== EXTRACTED RECORDS ==
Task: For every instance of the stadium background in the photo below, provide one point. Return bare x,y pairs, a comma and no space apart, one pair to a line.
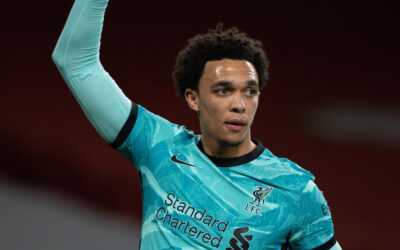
332,105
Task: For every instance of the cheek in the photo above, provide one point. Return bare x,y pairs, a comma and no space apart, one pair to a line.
211,108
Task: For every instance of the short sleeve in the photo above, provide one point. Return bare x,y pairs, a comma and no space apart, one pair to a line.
142,131
314,226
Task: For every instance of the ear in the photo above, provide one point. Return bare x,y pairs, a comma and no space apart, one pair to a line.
192,99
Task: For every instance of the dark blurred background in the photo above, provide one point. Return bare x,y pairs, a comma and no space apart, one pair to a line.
332,106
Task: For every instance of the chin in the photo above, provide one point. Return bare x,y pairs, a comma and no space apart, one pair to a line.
231,142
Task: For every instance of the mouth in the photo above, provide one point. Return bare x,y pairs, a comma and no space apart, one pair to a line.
235,125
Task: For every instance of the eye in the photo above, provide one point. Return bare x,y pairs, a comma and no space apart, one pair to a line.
221,91
251,92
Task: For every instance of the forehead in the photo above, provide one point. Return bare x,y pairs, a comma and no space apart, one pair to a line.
229,70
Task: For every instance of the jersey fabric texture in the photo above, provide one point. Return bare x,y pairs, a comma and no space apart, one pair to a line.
194,201
191,200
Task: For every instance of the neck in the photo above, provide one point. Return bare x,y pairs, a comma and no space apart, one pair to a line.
215,148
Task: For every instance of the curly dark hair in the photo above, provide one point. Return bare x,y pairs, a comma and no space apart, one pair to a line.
217,44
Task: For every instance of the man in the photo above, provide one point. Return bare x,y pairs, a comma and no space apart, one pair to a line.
220,189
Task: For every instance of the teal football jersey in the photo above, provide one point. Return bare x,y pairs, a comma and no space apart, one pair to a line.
195,201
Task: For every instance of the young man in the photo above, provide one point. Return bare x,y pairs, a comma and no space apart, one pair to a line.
218,190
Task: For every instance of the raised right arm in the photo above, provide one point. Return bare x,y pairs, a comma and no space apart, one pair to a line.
77,57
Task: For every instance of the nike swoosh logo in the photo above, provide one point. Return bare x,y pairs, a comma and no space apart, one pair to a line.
174,158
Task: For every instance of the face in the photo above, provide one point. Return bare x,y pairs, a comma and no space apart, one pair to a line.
226,101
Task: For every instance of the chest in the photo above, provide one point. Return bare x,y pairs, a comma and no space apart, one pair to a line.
187,194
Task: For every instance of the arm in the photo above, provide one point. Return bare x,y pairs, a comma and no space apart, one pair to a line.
77,58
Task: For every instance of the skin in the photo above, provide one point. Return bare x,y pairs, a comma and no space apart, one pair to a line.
226,102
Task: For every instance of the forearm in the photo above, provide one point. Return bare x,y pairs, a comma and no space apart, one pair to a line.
77,58
77,49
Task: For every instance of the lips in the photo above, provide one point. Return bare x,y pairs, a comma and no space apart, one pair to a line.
236,124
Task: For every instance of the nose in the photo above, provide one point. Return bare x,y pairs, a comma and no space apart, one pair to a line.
237,103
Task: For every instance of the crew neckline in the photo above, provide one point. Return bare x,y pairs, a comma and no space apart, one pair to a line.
235,161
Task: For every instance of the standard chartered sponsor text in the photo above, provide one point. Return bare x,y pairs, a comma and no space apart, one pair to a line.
191,226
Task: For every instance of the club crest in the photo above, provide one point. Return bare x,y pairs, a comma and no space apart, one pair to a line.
259,194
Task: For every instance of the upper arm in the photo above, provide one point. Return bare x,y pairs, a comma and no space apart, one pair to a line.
102,101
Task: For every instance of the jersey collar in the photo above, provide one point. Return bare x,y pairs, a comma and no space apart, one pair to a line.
235,161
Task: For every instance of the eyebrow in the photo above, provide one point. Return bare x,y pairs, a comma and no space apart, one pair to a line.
249,83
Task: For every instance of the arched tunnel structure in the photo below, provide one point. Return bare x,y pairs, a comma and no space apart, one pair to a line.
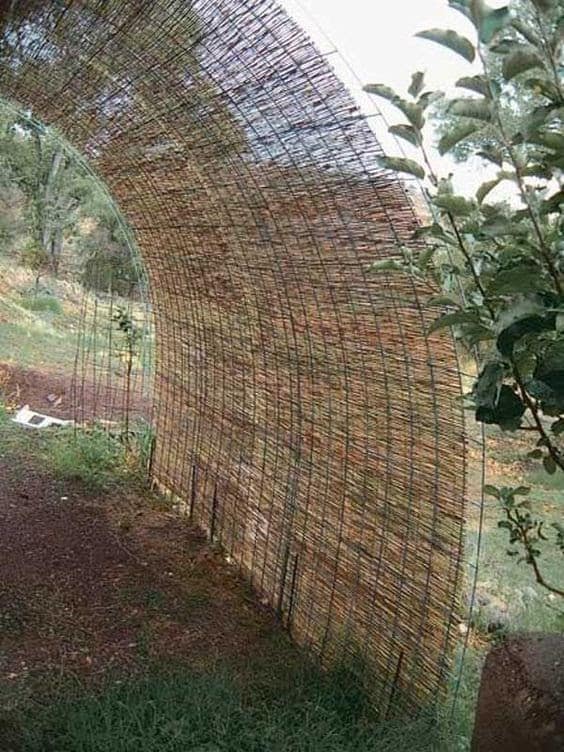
===
*PROBLEM TO SOLVE*:
List every line of the records that contains the string "dark", matching case exactly.

*FULL SOLUTION*:
Task: For every instance of the dark blurred background in the photo above, provide one point. Return bare x,y pairs, a comma and no space apart, one pair to a line.
Task: For every instance of the curly dark hair in the photo above, provide one point. Return bare x,y pairs, a comma and no space apart, one pair to a line.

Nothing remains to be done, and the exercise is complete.